**TAREFA 1:**
Diga se cada afirmação concorda com o trecho sobre Pirenópolis. Responda sim ou não e cite as palavras exatas do trecho que decidem. (a) A fazenda foi nomeada Património Histórico em 1965. (b) O grupo fez todo o percurso de jipe até à Cidade de Pedra. (c) Os testes de carbono 14 indicam que a Cidade de Pedra começou a se formar há cerca de 800 mil anos.
**TAREFA 2:**
Transcreva do trecho sobre Pirenópolis a parte que vai de "De início a" até "parecem gotas d’água.", incluindo estas últimas palavras.

**TRECHO PARA LEITURA:**
....

Em 1965, a fazenda foi nomeada Património Histórico.
Continua a servir o mesmo café da manhã colonial goiano delicioso e variado tomado pelo saudoso bochechas.
A Pirenópolis dos Pireneus, do Cerrado e da Cidade de Pedra
Novo dia, novas explorações. Encontramo-nos com Cristiano Costa, à data Presidente da Associação dos Guias, no CAT- Centro de Atendimento ao Turista.
Filho orgulhoso de Pirenópolis, Cris coloca-se de imediato ao dispor. Nos tempos que se seguem, entre passeios, caminhadas e soluções logísticas, ele, o irmão Tilapa e Kike Palma – um amigo de ambos – revelar-se-iam providenciais no acompanhamento da Festa do Divino Espírito Santo que levámos a cabo.
Para dizer a verdade, em muito mais do que fizemos em Pirenópolis.
Cris quis mostrar-nos um dos seus lugares favoritos em redor de Piri. Ávidos por tudo o que fosse novo, aderimos de imediato ao repto.
Na manhã seguinte, bem cedo, integramos uma pequena comitiva a que se juntaram os seus colegas Eduardo e Jorginho.
De início a bordo de um jipe, penetramos no Parque Estadual da Serra dos Pireneus, por um caminho que se desenrola entre os emblemáticos Morro do Cabeludo e os Três Picos: o Pai (1385m), o Filho e o Espírito Santo.
Já a mais de 50km de Piri, acima dos mil metros de altitude, passamos a caminhar entre buritis, cactos e chuveirinhos (Paepalanthus, caliandras ou sempre-vivas), plantas emblemáticas do Cerrado, com flores brancas que parecem gotas d’água.
A Cidade de Pedra do Cerrado
Por fim, damos com o destino da jornada. A Cidade de Pedra local é considerada a mais vasta e labiríntica do Brasil.
Situada para lá dos Três Picos, esta obra de arte geológica foi legada pela erosão de arenito e quartzito.
Ditaram testes de carbono 14 que se terá começado a formar há cerca de 800 milhões de anos, com início no período pré-cambriano.

....

**LISTAGEM EXIBIDA:**
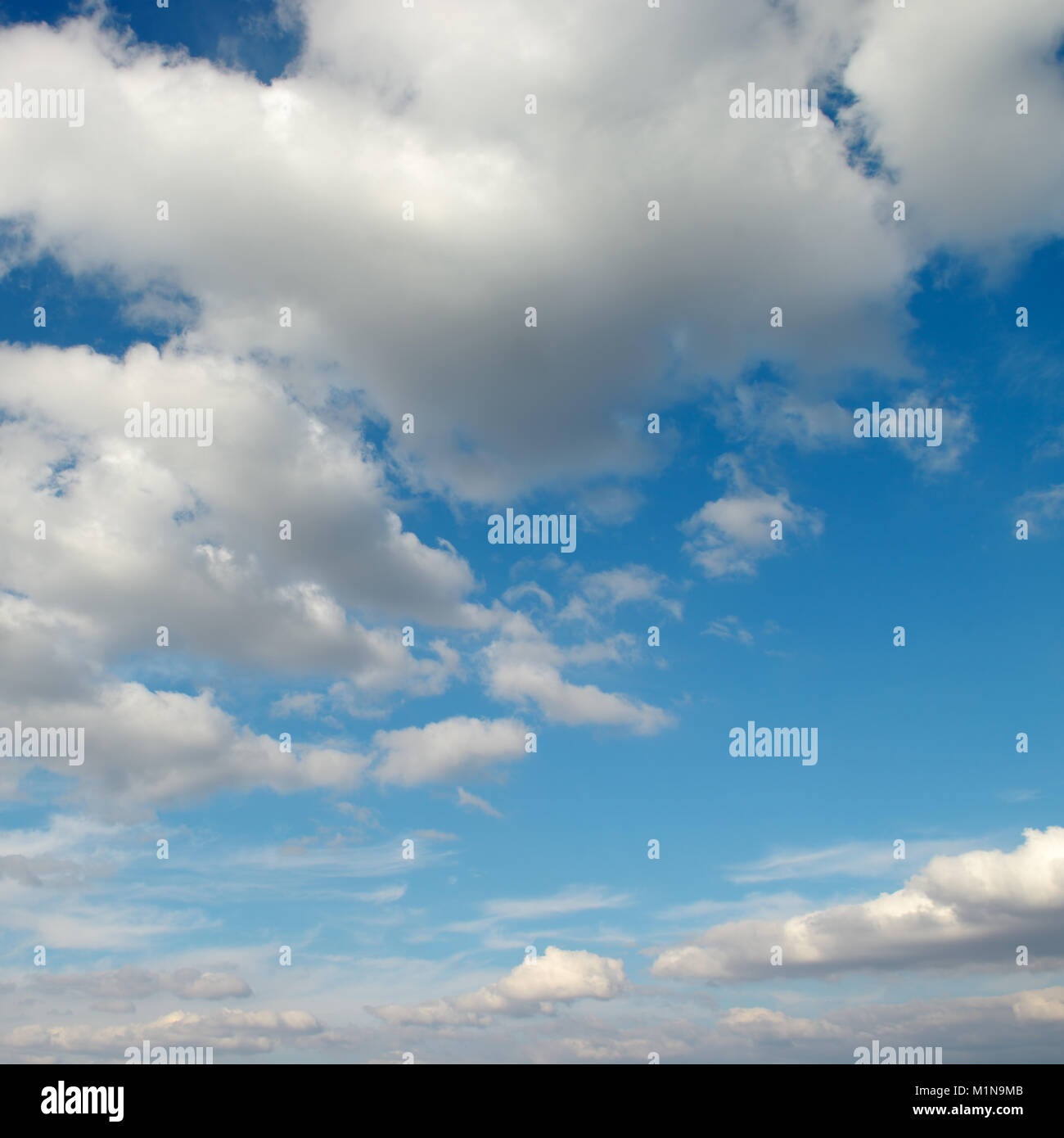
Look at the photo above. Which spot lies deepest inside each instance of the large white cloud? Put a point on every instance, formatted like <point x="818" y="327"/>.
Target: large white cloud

....

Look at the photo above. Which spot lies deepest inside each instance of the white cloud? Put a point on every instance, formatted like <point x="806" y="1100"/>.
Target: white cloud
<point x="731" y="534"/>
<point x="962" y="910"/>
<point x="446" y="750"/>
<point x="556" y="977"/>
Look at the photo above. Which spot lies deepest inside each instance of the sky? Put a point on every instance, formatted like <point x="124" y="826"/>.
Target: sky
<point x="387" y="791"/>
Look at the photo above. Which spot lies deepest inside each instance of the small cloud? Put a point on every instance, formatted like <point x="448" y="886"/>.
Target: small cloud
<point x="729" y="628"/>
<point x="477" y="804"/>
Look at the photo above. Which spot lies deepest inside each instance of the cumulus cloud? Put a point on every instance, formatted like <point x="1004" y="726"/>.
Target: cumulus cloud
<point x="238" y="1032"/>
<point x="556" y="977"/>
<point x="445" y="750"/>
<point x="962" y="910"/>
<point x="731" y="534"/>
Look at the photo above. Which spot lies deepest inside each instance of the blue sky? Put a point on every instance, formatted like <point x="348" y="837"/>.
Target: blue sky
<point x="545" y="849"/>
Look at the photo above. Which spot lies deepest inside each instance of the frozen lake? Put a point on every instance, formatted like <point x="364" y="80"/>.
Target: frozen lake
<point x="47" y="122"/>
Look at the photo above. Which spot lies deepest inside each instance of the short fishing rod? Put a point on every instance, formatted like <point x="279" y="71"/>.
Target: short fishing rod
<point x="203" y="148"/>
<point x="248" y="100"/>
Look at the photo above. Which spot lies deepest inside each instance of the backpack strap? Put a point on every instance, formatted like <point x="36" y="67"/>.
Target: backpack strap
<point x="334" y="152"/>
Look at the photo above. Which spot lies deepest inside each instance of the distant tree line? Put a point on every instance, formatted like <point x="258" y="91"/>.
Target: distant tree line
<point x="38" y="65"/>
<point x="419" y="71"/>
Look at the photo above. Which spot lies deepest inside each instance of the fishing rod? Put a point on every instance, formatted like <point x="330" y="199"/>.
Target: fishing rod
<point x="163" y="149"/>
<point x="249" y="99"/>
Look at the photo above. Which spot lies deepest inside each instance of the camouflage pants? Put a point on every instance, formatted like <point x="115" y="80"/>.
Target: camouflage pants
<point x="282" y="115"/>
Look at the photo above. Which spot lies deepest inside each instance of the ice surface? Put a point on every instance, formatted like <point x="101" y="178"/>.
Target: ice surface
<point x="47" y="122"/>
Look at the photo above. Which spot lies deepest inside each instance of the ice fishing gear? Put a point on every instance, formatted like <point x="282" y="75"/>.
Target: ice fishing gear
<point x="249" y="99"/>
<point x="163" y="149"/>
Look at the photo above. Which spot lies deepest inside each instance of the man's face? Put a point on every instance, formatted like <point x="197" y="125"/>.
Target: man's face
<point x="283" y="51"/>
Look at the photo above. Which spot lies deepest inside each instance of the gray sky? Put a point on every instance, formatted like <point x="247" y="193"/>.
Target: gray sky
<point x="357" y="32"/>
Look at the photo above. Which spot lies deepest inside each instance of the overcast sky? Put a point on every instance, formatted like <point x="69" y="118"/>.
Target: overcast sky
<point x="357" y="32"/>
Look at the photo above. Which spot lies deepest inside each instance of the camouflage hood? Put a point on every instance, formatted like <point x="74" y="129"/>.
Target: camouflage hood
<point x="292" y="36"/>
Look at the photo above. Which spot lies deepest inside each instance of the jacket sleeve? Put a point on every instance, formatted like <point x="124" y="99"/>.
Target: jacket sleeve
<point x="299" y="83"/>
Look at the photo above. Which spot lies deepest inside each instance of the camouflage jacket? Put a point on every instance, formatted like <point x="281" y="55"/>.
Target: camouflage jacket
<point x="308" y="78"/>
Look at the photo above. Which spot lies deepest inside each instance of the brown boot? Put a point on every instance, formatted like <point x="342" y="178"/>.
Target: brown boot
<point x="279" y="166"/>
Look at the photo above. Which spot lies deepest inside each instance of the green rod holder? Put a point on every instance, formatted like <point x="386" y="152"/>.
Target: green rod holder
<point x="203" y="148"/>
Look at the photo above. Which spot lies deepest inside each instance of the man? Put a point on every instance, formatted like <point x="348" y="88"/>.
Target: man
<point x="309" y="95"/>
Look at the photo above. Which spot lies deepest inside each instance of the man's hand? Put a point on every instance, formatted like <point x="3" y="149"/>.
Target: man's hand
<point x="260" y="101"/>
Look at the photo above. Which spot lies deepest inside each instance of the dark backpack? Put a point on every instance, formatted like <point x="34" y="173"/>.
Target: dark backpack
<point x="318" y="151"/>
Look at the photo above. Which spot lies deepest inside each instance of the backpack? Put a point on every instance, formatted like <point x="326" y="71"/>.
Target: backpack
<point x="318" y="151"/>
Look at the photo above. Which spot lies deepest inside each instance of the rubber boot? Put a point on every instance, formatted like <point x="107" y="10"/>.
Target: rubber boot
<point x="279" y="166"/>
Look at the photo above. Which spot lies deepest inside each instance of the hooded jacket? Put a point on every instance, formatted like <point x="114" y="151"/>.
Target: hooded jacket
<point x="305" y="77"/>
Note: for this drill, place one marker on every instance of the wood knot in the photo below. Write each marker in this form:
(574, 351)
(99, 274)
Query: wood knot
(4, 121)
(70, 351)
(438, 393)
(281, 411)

....

**RESPOSTA 1:**
(a) Sim: "Em 1965, a fazenda foi nomeada Património Histórico."
(b) Não: "De início a bordo de um jipe" e "passamos a caminhar entre buritis, cactos e chuveirinhos".
(c) Não: "se terá começado a formar há cerca de 800 milhões de anos".

**RESPOSTA 2:**
De início a bordo de um jipe, penetramos no Parque Estadual da Serra dos Pireneus, por um caminho que se desenrola entre os emblemáticos Morro do Cabeludo e os Três Picos: o Pai (1385m), o Filho e o Espírito Santo.
Já a mais de 50km de Piri, acima dos mil metros de altitude, passamos a caminhar entre buritis, cactos e chuveirinhos (Paepalanthus, caliandras ou sempre-vivas), plantas emblemáticas do Cerrado, com flores brancas que parecem gotas d’água.